=== Consigne ===
Selon l'extrait sur l'histoire des Juifs au Brésil, en quelle année l'aristocratie portugaise expulse-t-elle les Juifs non convertis ?

=== Extrait choisi ===
====================
La population juive au Brésil est la deuxième plus grande communauté en Amérique latine après l'Argentine.

Genèse modifier

 
Portraits de centaines d'immigrants juifs sur les murs du Mémorial de l'immigration juive de Sao Paulo.

L'histoire des Juifs au Brésil commence avant l'arrivée des bateaux de Cabral, dont le bras droit, Gaspar de Gama (ou de Lemos), est un Juif portugais. Au début du XVe siècle, les Juifs espagnols et portugais sont obligés de se convertir au christianisme, sous peine d'être expulsés de leurs pays s'ils ne le font pas.

L'Espagne voit apparaître le premier grand mouvement migratoire de populations juives en 1492, les Séfarades. Ils quittent l'Espagne après la conclusion du traité signé par les Rois catholiques qui expulsent ceux d'entre eux qui ne se sont pas convertis au christianisme. Ils se dirigent vers l'Empire ottoman via la Pologne et la Russie, le Maroc et passent aussi au Portugal. En 1496, l'aristocratie portugaise expulse les Juifs non convertis. Du Portugal, les nouveaux convertis « Nouveaux Chrétiens », et tout particulièrement ceux qui conservent des pratiques religieuses juives, ne ménagent pas leur peine à partir de 1540 pour émigrer dans le Nouveau monde[1]. À cette époque, le Portugal commence tout juste la colonisation des terres découvertes. Un nouveau converti, João Ramalho, aurait même, selon l'historien Rocha Pombo, accosté au Brésil d'avant l'arrivée de Cabral, naviguant dans les parages en 1497, peu après l'expulsion du Portugal.

Installation dans le Nouveau monde modifier

 
Carte du Brésil : principales villes et pays limitrophes.

Au moins jusqu'au déclenchement de l'Inquisition dans le nouveau pays (1591-1595), les « nouveaux convertis » s'intègrent bien à la société locale. Ils vivent en bonne entente avec les chrétiens de souche portugais et partagent avec eux de nouvelles expériences, vont à l'église, font du négoce et se marient entre eux.

De la fin du XVIe au milieu du XVIIe siècle, beaucoup de propriétaires de fabriques de sucre d'origine « nouveaux convertis » vivent à Bahia et composent, même de cette condition, une bonne partie de l'aristocratie sucrière du Pernambouc, formée avec des trafiquants d'esclaves et des gros commerçants. La crise économique liée à l'évolution du marché du sucre met en péril la vie de ces gens, et, en 1684, un propriétaire juif, Manoel Beckman, initie un mouvement que l'historien Varnhagen considère comme « la plus sérieuse révolution menée » dans le pays.
====================
=== Données fournies ===
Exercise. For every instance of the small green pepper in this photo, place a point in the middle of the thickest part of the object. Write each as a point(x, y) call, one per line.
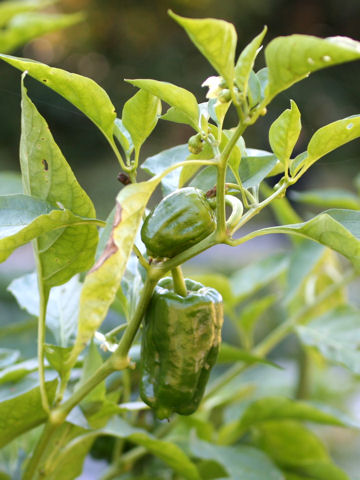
point(179, 221)
point(180, 343)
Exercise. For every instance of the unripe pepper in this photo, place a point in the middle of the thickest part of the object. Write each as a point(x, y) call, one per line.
point(179, 221)
point(180, 343)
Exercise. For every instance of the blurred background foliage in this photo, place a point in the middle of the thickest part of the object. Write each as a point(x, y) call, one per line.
point(137, 39)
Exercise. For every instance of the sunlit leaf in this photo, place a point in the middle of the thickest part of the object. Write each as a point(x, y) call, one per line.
point(23, 411)
point(81, 91)
point(293, 57)
point(175, 96)
point(246, 61)
point(216, 40)
point(140, 115)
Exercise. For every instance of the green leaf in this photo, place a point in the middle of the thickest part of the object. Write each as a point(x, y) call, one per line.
point(303, 261)
point(289, 443)
point(103, 280)
point(58, 358)
point(168, 452)
point(156, 164)
point(23, 411)
point(140, 116)
point(242, 461)
point(9, 9)
point(10, 183)
point(293, 57)
point(255, 166)
point(251, 278)
point(284, 133)
point(26, 26)
point(8, 357)
point(23, 218)
point(62, 308)
point(282, 408)
point(229, 354)
point(81, 91)
point(16, 372)
point(246, 61)
point(47, 175)
point(216, 40)
point(123, 136)
point(327, 198)
point(219, 282)
point(336, 335)
point(175, 96)
point(336, 229)
point(327, 139)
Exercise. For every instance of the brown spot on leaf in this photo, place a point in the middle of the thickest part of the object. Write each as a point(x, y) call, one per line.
point(111, 248)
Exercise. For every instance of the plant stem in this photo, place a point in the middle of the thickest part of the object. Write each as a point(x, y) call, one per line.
point(179, 282)
point(302, 387)
point(279, 333)
point(30, 470)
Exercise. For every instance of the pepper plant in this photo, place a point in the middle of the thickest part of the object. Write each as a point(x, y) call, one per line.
point(87, 267)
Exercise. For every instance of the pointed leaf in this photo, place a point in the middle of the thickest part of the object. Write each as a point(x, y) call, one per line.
point(22, 411)
point(167, 451)
point(277, 408)
point(246, 61)
point(47, 175)
point(336, 335)
point(62, 307)
point(327, 198)
point(103, 280)
point(292, 58)
point(241, 461)
point(284, 133)
point(140, 116)
point(252, 277)
point(329, 138)
point(175, 96)
point(81, 91)
point(27, 26)
point(23, 218)
point(216, 40)
point(156, 164)
point(336, 229)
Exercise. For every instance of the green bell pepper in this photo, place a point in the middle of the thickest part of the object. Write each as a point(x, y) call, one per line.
point(180, 343)
point(180, 220)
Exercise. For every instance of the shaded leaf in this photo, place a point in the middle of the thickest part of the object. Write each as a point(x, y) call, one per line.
point(156, 164)
point(336, 335)
point(46, 175)
point(22, 412)
point(103, 280)
point(62, 307)
point(327, 198)
point(336, 228)
point(23, 218)
point(246, 61)
point(216, 40)
point(26, 26)
point(243, 462)
point(175, 96)
point(140, 115)
point(284, 133)
point(251, 278)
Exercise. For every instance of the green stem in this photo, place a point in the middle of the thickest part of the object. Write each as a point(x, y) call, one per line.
point(279, 333)
point(43, 299)
point(302, 387)
point(179, 282)
point(34, 461)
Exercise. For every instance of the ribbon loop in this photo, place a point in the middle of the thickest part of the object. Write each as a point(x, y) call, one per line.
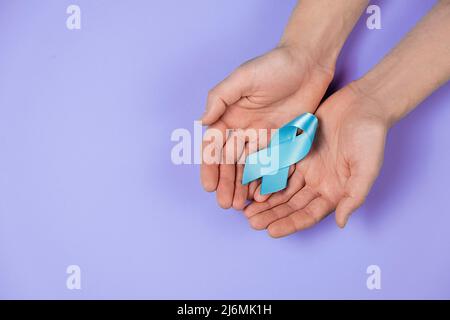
point(285, 149)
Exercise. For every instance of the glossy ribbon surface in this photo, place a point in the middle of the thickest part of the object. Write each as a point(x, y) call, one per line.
point(286, 148)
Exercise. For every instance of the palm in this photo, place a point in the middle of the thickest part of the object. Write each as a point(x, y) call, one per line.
point(339, 171)
point(273, 89)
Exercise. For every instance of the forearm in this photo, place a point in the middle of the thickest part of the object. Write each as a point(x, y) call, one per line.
point(414, 69)
point(320, 27)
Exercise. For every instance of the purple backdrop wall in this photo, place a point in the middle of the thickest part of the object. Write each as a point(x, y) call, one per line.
point(86, 176)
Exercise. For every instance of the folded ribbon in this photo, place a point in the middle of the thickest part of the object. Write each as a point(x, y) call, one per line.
point(285, 149)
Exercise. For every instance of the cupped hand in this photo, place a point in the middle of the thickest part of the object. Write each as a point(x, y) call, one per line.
point(337, 174)
point(263, 93)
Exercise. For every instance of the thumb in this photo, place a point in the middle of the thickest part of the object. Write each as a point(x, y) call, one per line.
point(226, 93)
point(356, 189)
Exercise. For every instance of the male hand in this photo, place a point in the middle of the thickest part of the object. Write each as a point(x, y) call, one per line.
point(263, 93)
point(337, 174)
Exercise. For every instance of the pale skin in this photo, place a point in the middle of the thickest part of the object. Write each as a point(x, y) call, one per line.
point(347, 156)
point(270, 90)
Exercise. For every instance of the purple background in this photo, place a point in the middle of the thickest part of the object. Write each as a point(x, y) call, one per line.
point(86, 176)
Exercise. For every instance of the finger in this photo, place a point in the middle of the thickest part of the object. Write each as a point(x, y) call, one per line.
point(356, 190)
point(226, 93)
point(301, 219)
point(263, 197)
point(213, 142)
point(252, 188)
point(295, 183)
point(227, 172)
point(265, 218)
point(240, 190)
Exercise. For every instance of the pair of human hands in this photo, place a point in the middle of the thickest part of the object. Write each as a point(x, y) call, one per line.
point(337, 174)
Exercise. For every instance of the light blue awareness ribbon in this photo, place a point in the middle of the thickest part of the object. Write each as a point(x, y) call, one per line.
point(285, 149)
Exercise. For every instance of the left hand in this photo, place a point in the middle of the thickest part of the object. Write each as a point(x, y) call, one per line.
point(337, 174)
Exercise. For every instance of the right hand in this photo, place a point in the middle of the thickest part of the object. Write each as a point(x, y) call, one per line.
point(263, 93)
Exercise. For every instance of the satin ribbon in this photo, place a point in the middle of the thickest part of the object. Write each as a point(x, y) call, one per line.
point(285, 149)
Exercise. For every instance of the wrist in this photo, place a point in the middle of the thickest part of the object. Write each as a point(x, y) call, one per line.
point(376, 101)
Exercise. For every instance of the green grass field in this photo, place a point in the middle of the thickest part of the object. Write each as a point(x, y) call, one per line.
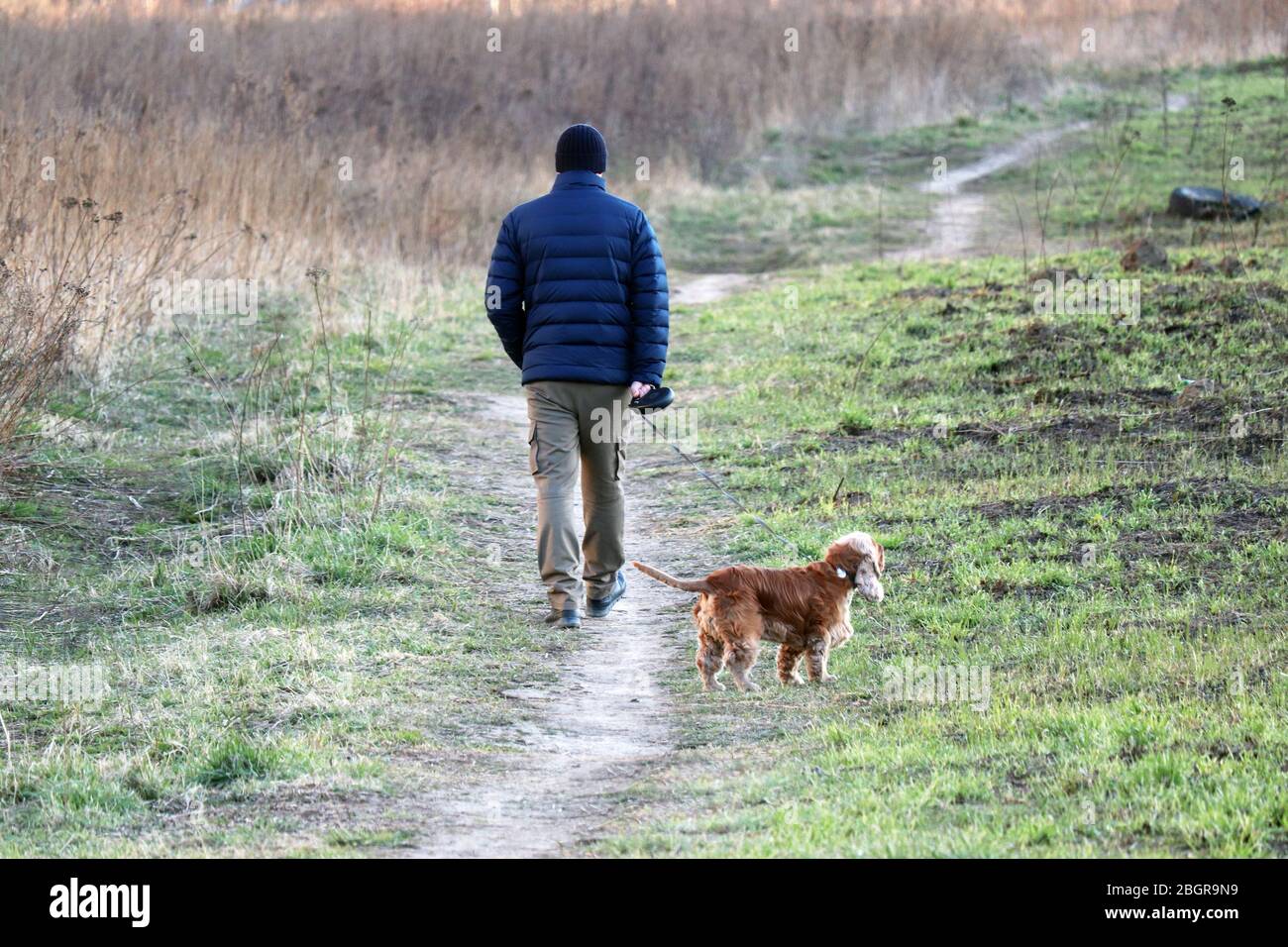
point(257, 534)
point(1061, 509)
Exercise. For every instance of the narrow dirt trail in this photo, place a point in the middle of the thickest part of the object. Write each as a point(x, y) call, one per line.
point(589, 735)
point(957, 218)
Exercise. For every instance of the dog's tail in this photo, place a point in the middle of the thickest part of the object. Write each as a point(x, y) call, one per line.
point(686, 583)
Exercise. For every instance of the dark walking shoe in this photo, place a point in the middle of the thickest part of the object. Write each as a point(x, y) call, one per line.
point(568, 617)
point(600, 607)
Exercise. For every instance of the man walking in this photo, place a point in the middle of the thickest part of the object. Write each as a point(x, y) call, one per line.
point(578, 292)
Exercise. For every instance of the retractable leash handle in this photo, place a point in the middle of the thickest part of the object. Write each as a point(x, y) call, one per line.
point(653, 399)
point(660, 398)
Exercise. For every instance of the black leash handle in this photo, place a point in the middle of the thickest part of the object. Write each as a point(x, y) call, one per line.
point(707, 476)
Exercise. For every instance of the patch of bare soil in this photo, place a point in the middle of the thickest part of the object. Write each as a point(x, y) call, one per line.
point(587, 737)
point(708, 287)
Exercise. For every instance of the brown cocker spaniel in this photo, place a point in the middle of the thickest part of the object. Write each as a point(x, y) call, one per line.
point(805, 608)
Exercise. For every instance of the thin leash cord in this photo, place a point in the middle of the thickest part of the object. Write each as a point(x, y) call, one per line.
point(715, 483)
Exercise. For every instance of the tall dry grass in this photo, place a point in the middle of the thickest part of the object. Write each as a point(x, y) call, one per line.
point(230, 161)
====================
=== Réponse ===
En 1496.